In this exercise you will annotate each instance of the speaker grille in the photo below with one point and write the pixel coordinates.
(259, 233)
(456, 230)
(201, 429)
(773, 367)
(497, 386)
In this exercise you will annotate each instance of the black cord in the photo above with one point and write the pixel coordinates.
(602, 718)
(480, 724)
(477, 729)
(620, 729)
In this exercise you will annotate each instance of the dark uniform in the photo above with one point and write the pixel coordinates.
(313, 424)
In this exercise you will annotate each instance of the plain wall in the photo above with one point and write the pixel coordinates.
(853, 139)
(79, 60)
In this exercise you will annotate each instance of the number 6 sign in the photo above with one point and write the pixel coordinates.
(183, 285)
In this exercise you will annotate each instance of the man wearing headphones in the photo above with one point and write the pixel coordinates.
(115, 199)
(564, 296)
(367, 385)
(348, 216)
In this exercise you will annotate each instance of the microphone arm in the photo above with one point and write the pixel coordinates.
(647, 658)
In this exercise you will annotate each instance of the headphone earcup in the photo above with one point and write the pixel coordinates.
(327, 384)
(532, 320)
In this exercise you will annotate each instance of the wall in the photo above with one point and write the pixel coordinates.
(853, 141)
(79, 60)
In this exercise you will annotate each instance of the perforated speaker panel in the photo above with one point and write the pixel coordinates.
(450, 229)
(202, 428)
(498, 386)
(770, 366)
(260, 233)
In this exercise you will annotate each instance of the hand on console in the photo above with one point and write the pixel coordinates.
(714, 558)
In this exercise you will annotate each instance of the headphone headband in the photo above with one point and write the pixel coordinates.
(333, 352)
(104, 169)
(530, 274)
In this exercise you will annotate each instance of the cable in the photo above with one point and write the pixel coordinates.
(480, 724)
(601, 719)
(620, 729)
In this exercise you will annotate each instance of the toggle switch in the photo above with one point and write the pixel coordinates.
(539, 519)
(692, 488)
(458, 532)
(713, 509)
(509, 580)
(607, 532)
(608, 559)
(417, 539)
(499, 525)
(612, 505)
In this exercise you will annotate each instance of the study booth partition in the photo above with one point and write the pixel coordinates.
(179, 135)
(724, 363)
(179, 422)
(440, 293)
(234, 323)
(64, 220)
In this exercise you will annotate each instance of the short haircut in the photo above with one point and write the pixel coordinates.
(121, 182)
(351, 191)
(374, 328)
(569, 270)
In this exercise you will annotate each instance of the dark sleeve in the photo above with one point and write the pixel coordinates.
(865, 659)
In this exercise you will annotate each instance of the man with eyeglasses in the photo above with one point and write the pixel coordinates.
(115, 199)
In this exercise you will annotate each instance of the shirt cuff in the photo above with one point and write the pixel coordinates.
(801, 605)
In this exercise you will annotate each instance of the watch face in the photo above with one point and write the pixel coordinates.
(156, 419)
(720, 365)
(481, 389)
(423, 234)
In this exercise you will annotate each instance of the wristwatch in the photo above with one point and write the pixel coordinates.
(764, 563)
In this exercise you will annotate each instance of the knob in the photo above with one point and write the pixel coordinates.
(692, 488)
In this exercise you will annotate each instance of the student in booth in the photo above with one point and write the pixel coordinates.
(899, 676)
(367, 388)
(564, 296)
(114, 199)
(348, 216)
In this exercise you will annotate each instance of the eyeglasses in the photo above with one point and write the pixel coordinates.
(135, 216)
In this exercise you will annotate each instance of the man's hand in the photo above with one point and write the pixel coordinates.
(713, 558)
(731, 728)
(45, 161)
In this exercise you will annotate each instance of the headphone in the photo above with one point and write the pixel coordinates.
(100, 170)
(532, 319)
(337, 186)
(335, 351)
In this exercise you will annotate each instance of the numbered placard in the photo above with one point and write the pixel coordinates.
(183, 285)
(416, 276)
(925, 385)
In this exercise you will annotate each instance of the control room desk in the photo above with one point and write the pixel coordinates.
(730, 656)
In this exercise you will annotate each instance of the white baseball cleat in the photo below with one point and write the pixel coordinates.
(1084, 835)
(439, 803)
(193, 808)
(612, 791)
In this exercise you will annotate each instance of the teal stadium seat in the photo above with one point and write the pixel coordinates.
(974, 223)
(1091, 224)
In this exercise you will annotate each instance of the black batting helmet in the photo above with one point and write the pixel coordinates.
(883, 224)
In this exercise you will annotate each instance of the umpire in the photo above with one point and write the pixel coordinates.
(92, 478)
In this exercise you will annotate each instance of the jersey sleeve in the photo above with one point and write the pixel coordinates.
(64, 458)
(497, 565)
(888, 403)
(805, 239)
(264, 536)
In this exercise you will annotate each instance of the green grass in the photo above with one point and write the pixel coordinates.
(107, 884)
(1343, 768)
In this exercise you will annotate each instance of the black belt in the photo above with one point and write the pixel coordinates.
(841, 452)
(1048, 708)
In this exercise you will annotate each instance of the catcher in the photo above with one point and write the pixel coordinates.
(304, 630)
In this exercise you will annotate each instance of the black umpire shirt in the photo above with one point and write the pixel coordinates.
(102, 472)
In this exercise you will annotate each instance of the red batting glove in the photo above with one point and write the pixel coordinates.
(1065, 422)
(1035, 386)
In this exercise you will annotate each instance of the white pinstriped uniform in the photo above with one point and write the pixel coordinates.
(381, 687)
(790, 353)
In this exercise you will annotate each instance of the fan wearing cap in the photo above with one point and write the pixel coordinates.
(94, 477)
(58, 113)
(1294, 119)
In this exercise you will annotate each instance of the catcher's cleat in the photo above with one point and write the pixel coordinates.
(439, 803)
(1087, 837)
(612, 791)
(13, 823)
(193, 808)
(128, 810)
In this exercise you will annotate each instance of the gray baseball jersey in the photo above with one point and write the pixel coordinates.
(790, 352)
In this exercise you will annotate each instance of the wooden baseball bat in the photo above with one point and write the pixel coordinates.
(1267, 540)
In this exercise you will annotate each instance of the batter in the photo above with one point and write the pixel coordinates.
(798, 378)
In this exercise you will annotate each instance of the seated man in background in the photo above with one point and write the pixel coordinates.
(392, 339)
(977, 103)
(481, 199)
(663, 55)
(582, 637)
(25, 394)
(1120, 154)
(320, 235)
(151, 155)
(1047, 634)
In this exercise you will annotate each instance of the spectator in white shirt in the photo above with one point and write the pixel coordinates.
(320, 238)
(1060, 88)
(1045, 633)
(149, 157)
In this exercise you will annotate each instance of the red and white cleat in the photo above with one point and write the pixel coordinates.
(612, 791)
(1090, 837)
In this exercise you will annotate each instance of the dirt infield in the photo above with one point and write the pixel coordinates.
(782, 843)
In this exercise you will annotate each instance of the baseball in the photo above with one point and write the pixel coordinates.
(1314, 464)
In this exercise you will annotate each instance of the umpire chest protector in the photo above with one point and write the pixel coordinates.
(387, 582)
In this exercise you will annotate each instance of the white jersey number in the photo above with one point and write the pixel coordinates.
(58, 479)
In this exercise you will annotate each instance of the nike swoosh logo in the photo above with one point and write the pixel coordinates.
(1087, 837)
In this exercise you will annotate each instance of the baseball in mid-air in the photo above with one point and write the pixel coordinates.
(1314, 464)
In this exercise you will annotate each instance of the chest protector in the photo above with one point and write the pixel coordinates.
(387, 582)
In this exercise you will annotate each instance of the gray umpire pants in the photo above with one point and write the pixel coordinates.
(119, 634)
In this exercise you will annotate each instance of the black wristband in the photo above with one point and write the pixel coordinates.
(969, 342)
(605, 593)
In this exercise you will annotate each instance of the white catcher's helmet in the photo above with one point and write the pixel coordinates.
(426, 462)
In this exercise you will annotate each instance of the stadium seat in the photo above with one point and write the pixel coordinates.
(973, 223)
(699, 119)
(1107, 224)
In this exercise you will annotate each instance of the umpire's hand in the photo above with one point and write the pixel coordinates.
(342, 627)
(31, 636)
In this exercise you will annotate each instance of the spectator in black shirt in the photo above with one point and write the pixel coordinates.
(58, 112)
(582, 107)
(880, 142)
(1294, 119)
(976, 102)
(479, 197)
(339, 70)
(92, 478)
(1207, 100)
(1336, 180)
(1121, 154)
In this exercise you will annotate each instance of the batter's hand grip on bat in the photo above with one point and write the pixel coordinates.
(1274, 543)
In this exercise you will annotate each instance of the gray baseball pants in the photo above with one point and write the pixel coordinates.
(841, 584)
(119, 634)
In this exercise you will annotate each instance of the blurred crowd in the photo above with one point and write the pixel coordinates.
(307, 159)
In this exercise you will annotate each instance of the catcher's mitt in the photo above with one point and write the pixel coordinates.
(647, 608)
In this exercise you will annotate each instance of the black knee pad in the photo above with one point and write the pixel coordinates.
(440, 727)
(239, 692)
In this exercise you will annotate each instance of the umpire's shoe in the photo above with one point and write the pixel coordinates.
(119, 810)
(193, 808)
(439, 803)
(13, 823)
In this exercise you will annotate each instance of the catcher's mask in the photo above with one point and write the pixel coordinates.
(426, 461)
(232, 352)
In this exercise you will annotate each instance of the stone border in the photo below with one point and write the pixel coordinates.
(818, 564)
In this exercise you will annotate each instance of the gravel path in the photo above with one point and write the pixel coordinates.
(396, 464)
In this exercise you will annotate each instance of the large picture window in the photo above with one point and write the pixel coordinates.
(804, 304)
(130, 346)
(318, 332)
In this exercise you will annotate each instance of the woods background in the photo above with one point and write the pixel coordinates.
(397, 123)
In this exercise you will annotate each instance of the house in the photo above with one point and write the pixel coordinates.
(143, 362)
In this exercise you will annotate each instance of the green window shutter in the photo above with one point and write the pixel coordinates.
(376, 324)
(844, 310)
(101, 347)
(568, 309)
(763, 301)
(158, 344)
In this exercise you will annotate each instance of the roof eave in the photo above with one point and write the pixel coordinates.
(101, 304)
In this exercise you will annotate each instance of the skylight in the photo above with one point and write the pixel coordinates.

::::::

▶ PROBLEM TO SOLVE
Starting at the line containing "In this exercise you will annotate each instance of the woods" and running through the end of the listing, change "green" to "blue" and write those lines out again with nothing else altered.

▶ WRITTEN ANSWER
In this exercise you will annotate each instance of the woods background in the photo above with one point and write the pixel coordinates.
(397, 123)
In this exercise you will annotate each instance of the house in the photo above with one point and write the pixel coordinates.
(143, 362)
In this exercise you will annotate each instance of the blue window shutter in the photo above with one point and write the pixel coordinates.
(376, 324)
(844, 310)
(101, 347)
(568, 309)
(763, 301)
(158, 344)
In this exercise you will annotate each instance of the roof eave in the photo above with one point and write the pixel coordinates.
(101, 304)
In this exercise you will annotate each instance of the skylight in the photo above with one point and write the pixel coordinates.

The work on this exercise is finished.